- _DATA PROVIDED_:
Start of Block

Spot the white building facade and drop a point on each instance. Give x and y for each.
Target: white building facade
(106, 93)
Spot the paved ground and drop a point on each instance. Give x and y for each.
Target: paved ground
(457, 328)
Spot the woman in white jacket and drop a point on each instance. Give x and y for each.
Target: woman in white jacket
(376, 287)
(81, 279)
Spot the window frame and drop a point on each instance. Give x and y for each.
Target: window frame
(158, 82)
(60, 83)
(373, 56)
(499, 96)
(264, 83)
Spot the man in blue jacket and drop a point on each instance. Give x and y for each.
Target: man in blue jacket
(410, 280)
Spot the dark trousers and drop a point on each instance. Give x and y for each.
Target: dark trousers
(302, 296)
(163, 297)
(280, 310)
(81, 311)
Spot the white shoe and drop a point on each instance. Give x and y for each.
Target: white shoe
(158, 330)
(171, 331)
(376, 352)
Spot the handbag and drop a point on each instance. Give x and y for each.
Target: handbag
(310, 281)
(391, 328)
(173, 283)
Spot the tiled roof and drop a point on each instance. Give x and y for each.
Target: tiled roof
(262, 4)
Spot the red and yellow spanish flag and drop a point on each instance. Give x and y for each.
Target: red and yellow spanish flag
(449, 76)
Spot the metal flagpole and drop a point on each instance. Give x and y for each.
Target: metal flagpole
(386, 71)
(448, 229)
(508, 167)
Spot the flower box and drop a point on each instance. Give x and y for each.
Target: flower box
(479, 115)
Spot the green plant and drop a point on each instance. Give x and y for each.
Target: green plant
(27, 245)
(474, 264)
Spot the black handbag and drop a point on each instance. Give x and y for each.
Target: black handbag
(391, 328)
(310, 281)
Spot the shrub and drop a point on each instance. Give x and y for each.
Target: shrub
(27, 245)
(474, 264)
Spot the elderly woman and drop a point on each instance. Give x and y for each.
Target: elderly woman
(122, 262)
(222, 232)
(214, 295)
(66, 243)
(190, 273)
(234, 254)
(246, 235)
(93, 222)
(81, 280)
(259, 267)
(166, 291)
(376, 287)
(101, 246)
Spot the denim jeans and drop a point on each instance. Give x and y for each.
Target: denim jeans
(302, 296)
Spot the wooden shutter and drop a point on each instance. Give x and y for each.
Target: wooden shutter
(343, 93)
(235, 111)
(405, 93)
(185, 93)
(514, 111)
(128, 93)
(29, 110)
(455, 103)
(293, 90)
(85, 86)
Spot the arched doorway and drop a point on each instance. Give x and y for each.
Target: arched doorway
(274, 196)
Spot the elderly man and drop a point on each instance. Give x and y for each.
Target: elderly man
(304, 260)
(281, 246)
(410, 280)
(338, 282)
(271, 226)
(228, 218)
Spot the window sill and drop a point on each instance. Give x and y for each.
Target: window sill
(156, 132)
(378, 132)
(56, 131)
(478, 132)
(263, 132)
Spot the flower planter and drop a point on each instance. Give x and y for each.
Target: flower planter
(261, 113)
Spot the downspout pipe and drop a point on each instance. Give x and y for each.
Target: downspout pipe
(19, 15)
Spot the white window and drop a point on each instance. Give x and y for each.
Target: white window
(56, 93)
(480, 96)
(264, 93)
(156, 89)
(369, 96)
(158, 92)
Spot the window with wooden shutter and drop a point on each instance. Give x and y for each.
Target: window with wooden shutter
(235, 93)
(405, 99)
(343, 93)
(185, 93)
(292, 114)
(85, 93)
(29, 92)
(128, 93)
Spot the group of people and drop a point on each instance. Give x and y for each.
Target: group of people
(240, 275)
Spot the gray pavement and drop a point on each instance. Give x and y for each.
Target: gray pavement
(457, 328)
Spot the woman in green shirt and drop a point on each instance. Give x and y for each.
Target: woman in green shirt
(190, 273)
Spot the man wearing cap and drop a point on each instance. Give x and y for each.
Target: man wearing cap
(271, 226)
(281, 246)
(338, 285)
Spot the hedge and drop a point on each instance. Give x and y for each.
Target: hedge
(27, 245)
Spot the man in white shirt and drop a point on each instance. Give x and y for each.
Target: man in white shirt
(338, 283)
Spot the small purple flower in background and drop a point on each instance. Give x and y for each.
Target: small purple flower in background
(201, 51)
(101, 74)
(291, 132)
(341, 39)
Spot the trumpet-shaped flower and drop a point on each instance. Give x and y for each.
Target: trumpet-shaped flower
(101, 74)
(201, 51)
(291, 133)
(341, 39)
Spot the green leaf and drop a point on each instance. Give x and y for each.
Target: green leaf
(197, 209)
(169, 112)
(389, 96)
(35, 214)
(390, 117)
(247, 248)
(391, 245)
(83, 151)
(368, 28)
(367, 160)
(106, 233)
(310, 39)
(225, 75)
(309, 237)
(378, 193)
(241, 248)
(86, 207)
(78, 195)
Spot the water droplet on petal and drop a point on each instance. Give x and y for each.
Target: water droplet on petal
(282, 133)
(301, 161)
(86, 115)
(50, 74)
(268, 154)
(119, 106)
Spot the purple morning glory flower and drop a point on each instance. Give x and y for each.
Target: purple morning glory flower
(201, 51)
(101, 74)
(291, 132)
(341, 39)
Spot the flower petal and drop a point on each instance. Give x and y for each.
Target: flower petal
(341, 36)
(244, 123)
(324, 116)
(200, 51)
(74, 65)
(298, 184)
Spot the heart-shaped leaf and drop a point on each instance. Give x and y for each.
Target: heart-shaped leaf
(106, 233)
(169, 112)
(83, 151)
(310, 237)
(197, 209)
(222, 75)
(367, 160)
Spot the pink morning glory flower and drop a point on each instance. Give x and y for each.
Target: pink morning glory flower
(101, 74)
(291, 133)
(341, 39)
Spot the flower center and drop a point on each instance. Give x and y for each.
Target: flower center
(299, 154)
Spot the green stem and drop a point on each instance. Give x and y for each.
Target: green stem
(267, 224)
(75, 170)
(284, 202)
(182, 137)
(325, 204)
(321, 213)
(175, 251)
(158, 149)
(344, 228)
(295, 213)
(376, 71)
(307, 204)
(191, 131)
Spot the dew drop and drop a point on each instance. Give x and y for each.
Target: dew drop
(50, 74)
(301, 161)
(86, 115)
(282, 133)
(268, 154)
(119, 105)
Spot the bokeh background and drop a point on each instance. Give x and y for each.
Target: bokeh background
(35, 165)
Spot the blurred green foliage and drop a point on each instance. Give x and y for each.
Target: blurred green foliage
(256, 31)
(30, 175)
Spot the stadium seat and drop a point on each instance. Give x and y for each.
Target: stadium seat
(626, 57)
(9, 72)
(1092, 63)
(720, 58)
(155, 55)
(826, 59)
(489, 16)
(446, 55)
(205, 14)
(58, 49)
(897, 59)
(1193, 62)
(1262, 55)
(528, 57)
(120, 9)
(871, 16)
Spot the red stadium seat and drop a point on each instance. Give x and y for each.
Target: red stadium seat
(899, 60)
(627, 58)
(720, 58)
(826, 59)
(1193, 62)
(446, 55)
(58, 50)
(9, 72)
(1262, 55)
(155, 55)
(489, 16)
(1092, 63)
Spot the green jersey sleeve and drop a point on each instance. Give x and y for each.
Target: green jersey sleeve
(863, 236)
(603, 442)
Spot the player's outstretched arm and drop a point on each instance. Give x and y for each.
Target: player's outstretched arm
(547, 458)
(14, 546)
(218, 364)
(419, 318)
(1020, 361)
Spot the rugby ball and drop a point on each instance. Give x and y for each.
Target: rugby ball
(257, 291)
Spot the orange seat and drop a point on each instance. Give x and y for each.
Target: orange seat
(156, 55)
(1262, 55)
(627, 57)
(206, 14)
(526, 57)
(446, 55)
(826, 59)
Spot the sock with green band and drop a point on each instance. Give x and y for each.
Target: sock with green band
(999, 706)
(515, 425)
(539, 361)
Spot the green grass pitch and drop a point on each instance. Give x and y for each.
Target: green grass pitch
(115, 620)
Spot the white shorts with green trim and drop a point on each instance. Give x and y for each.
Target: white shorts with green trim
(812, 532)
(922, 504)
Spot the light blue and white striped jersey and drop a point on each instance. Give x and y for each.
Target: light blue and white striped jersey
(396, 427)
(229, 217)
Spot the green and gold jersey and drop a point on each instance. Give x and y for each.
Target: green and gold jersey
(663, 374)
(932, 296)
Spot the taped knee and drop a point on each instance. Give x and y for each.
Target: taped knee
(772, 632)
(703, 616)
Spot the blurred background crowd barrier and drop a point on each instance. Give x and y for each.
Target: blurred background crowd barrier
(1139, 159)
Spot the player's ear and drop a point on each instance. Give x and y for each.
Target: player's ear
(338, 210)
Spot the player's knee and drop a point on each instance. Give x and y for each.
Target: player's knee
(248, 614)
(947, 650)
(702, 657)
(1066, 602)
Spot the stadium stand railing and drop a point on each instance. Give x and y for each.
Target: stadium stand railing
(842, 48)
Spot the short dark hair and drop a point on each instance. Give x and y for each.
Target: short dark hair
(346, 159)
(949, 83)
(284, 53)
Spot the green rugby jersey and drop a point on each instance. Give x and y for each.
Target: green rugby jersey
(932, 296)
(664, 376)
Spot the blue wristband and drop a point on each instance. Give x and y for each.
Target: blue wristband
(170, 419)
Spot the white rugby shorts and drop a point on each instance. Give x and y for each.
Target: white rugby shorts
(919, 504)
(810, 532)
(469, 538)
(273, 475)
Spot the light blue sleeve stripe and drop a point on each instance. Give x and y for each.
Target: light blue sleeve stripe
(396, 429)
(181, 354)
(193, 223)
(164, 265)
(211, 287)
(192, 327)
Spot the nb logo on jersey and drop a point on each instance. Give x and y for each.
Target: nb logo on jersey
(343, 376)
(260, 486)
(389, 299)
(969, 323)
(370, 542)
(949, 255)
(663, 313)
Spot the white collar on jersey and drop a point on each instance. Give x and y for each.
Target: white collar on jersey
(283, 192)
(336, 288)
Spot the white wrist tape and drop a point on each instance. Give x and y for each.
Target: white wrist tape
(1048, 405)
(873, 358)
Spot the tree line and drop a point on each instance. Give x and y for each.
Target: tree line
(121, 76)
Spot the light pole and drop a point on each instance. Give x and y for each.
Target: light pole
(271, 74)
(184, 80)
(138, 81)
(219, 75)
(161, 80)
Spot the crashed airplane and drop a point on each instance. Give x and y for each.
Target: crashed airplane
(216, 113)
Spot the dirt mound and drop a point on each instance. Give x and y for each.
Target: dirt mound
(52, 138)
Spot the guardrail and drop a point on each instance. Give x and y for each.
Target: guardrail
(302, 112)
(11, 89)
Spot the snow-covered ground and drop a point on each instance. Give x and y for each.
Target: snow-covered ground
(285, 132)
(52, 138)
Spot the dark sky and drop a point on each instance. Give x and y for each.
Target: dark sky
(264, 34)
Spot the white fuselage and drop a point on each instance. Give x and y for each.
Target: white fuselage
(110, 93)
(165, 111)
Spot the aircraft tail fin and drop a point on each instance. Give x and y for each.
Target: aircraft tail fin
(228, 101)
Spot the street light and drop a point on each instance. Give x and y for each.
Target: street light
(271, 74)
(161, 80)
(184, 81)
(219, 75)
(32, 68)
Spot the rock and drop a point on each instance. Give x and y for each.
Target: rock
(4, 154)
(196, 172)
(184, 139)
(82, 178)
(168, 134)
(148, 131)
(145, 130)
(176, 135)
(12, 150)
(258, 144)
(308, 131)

End of Block

- _PROMPT_: Out of the entries above, write out only the lines between the line holding "Spot the white window" and the line holding "Spot the green leaf", inclusive, each exactly as given.

- _ANSWER BOX_:
Spot the white window and drop a point on each instance. Give x and y for each.
Target: white window
(56, 93)
(480, 96)
(264, 93)
(156, 89)
(369, 96)
(158, 92)
Spot the window with wooden shutter and drop a point on each instance. Give x and y for each.
Target: window with wooden shutter
(235, 93)
(405, 99)
(343, 93)
(185, 93)
(292, 114)
(85, 93)
(29, 92)
(128, 93)
Spot the group of people and drop a point on each instance. Give x and y for each.
Target: group of people
(240, 275)
Spot the gray pavement and drop a point on each instance. Give x and y for each.
Target: gray pavement
(457, 328)
Spot the woman in green shirt and drop a point on each instance. Give x and y for each.
Target: woman in green shirt
(190, 273)
Spot the man wearing cap and drop a point on each instance. Give x and y for each.
Target: man wearing cap
(271, 226)
(281, 246)
(338, 285)
Spot the hedge and drop a point on each instance. Give x and y for each.
Target: hedge
(27, 245)
Spot the man in white shirt and drop a point on each instance. Give x and y for each.
Target: man in white shirt
(338, 283)
Spot the small purple flower in background and drop a point on each instance. Give x and y for each.
Target: small purple flower in background
(201, 51)
(101, 74)
(291, 132)
(341, 39)
Spot the trumpet-shaped flower and drop a point on each instance. Give x and y for each.
Target: trumpet-shaped flower
(101, 74)
(201, 51)
(291, 133)
(341, 39)
Spot the green leaf and drop a point on each instance. Give x and y for each.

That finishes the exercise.